Report how many lines in the records below contain the word "grey", giving only the number.
┌──
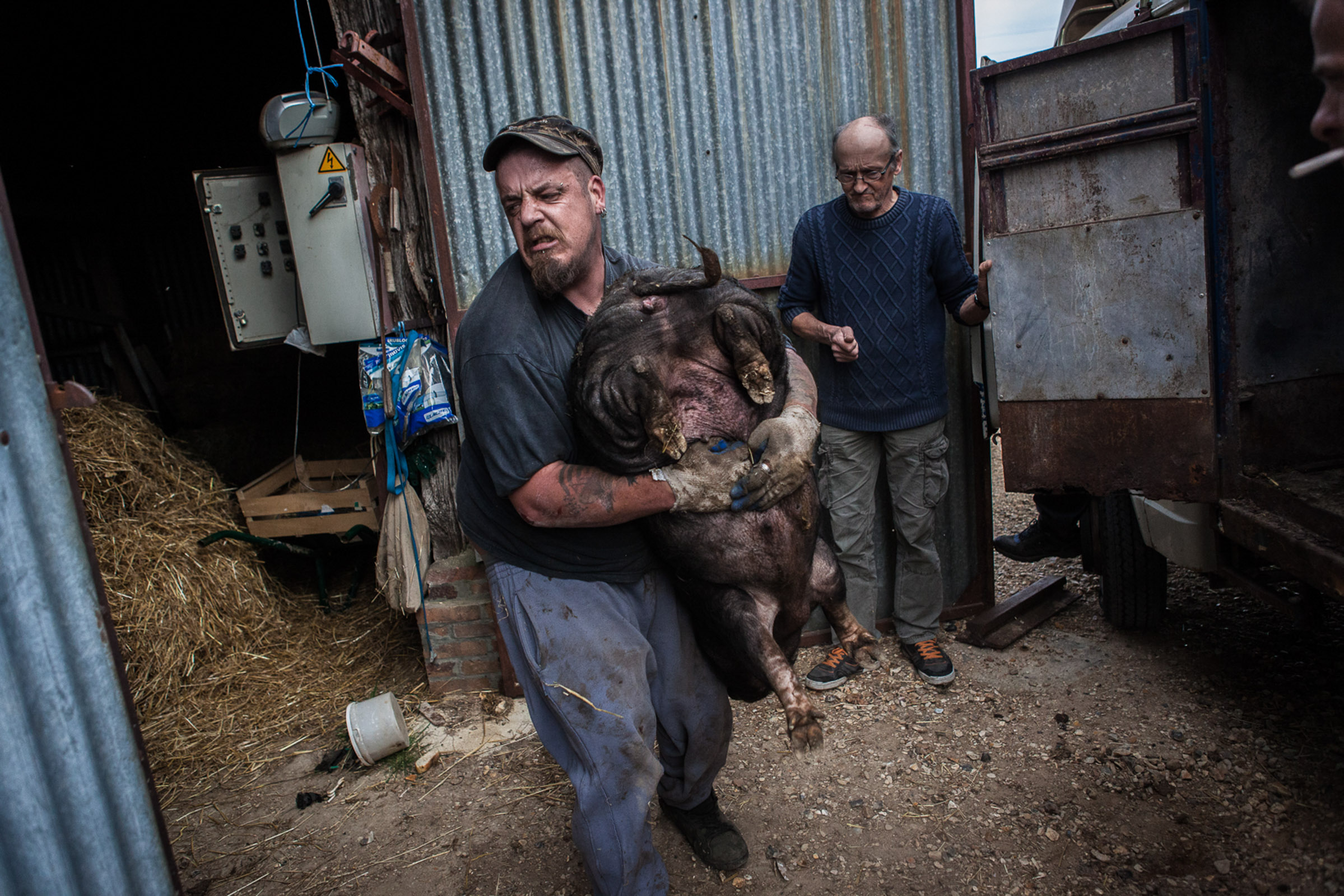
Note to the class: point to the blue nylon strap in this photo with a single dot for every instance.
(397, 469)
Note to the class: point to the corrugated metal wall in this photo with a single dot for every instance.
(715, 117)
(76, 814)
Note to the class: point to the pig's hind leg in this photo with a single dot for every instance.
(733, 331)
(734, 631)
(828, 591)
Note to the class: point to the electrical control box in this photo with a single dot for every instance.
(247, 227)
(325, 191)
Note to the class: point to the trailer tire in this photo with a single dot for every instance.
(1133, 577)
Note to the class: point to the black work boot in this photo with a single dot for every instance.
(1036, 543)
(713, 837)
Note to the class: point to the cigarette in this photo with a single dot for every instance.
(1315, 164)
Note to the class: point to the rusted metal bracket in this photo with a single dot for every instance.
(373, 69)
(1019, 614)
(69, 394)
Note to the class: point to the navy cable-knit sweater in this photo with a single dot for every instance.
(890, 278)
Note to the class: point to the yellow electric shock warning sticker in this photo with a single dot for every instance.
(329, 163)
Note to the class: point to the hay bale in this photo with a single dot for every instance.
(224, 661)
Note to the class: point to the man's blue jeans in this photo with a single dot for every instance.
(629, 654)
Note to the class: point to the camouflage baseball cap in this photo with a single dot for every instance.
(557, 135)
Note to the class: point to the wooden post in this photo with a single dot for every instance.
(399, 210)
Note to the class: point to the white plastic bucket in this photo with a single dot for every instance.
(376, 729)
└──
┌──
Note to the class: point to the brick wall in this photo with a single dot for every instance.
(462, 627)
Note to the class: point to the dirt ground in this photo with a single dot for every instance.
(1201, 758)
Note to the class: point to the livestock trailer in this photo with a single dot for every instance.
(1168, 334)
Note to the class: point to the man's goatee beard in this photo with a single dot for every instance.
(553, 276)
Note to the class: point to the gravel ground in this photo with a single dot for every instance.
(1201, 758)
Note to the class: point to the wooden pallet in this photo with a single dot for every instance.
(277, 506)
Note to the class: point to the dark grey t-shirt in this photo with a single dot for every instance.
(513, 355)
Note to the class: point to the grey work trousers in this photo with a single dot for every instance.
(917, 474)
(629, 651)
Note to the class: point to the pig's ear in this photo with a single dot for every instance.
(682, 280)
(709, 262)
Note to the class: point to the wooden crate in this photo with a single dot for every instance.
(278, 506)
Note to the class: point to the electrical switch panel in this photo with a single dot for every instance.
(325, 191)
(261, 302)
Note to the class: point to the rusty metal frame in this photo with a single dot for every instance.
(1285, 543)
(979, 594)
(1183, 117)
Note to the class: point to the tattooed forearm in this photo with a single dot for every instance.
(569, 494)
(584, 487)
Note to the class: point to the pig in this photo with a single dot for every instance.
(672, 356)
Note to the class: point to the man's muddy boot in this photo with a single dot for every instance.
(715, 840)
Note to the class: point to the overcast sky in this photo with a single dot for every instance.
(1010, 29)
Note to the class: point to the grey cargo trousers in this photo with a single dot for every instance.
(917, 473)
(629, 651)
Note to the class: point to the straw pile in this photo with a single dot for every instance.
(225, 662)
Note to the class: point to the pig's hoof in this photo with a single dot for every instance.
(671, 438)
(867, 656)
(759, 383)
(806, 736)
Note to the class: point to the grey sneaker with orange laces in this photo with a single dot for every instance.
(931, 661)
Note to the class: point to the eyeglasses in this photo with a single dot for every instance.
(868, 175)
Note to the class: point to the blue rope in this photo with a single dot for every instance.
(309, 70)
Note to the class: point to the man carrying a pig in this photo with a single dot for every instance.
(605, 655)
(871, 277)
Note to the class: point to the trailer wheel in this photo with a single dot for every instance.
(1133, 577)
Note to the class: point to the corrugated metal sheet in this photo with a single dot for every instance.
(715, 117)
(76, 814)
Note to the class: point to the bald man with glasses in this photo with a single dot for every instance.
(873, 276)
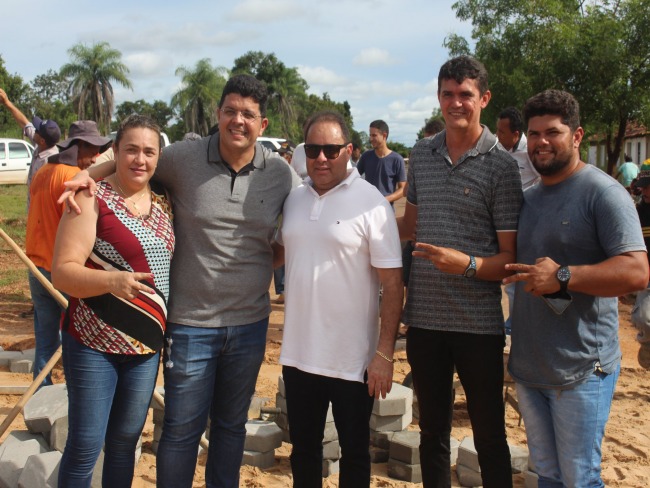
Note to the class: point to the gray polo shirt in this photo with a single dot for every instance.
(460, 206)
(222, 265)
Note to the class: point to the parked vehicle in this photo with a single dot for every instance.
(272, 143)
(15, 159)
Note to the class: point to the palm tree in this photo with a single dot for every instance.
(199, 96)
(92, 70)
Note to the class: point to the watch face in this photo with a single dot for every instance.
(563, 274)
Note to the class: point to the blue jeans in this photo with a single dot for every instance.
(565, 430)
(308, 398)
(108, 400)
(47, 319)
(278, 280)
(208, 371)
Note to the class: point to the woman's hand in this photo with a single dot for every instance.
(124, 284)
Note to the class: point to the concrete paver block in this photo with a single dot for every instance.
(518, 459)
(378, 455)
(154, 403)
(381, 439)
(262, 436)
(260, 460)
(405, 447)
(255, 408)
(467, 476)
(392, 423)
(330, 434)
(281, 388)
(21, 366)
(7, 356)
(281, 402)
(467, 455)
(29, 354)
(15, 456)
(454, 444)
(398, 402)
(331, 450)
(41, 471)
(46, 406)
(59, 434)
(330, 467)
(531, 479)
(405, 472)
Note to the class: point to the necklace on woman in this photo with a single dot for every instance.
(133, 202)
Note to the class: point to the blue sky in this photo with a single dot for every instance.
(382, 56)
└──
┌──
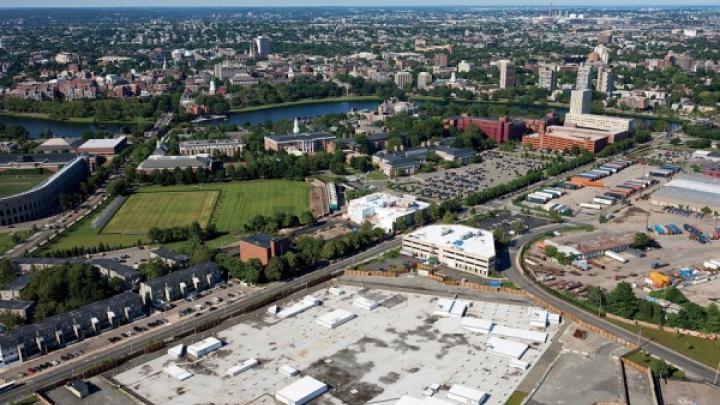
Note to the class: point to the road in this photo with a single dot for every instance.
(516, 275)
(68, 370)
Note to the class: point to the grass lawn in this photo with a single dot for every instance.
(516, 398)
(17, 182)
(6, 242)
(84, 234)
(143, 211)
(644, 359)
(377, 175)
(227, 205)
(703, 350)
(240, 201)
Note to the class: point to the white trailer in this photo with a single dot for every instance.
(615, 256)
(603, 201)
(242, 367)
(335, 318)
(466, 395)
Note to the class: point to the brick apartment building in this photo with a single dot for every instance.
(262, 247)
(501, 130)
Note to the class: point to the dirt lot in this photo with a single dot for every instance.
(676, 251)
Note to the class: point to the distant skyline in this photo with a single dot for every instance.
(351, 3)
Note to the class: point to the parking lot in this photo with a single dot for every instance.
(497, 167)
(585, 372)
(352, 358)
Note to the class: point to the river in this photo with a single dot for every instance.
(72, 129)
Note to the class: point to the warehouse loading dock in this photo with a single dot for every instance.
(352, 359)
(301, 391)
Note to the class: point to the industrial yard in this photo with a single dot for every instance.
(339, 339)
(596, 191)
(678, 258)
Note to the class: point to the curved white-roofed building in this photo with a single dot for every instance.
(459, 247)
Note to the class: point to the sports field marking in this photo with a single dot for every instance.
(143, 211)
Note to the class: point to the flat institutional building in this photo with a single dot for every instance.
└──
Finished answer
4